_Exercise objective_
Working through the data below, reproduce word for word the line with "of the blue" and every line after it, both ends included, and omit the pictures.

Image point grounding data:
┌──
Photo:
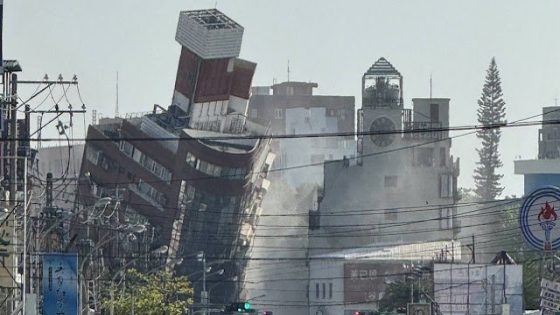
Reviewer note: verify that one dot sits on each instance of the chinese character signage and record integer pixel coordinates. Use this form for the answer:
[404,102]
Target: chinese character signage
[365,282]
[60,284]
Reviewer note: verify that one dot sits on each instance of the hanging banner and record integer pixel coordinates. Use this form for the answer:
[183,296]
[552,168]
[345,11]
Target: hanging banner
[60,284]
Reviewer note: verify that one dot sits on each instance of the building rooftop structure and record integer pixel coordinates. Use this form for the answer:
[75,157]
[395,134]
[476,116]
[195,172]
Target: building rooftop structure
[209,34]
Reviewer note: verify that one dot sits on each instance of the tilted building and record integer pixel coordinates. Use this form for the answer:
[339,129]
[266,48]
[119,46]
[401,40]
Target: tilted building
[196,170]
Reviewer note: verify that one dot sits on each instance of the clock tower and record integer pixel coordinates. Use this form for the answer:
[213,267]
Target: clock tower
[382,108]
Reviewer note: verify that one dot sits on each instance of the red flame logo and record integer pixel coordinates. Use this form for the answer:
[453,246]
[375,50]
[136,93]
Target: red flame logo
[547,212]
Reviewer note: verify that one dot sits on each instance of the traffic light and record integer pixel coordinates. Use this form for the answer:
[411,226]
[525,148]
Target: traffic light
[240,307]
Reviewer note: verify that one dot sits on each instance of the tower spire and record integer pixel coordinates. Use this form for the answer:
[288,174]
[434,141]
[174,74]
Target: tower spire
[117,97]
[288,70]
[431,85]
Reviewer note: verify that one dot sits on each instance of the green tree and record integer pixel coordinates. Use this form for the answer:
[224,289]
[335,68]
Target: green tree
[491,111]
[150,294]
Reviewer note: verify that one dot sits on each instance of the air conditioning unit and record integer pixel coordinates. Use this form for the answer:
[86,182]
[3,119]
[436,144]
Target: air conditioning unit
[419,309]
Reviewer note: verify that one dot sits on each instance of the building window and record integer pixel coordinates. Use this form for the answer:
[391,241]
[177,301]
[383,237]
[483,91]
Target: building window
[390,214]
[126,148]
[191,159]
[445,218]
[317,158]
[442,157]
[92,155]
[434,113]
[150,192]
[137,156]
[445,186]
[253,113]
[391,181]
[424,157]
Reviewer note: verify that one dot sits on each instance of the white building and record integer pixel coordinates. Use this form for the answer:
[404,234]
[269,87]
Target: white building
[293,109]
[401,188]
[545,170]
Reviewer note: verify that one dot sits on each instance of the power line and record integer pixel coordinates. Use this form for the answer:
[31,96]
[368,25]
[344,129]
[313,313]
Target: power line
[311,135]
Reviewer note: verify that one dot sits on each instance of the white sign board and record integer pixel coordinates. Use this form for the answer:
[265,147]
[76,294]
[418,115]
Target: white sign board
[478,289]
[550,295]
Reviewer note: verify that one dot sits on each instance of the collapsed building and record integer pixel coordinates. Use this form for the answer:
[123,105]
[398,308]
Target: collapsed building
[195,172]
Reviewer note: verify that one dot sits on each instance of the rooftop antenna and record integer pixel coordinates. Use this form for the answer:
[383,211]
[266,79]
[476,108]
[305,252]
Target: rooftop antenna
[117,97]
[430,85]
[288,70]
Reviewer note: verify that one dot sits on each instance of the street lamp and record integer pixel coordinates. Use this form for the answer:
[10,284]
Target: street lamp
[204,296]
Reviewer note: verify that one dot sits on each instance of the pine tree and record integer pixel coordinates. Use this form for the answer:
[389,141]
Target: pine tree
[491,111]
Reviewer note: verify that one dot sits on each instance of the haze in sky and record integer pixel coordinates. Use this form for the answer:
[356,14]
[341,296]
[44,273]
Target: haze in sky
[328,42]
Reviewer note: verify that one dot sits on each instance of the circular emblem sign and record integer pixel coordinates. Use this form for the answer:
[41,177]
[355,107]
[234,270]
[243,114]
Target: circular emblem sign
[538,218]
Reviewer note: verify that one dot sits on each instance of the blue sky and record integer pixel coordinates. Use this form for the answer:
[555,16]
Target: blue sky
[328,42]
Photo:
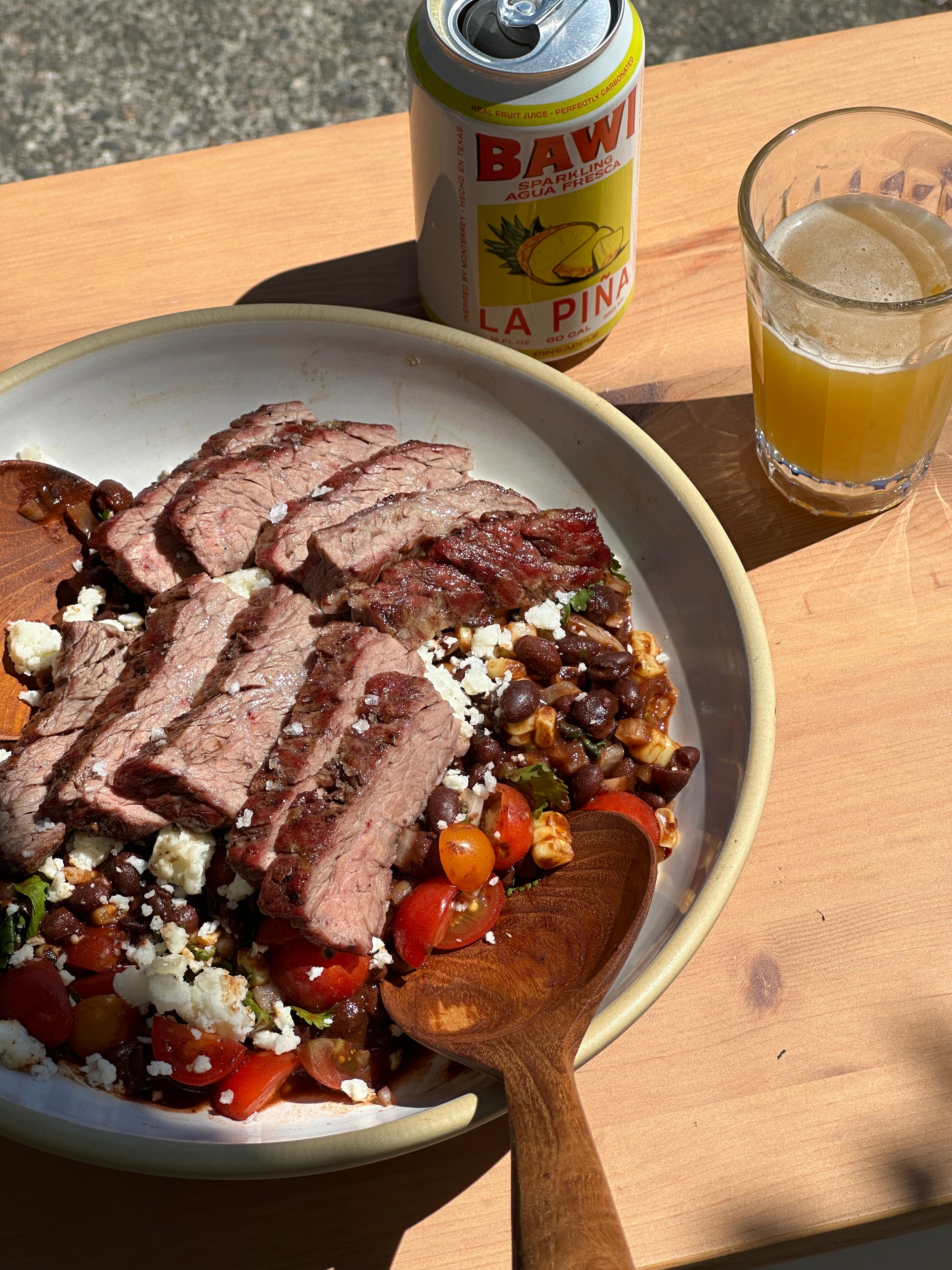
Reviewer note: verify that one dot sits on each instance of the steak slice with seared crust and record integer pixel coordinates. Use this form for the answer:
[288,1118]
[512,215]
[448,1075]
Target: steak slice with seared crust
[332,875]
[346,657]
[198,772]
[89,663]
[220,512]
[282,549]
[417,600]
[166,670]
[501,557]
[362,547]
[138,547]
└──
_Response area_
Reviewer note: verify that one dot sits on each instance of the blue sky and record integer pixel coordinates. Use this form for the answer:
[555,16]
Target: blue sky
[328,42]
Photo:
Reviewer note: verify that one dot sits on each instance of the steak slice with seared crust and record integer pixel coordinates. Use this form for the answer:
[288,1118]
[512,215]
[448,1075]
Target: steak slice with seared crust
[332,875]
[346,657]
[198,772]
[89,663]
[220,512]
[282,549]
[417,600]
[166,670]
[501,557]
[362,547]
[138,547]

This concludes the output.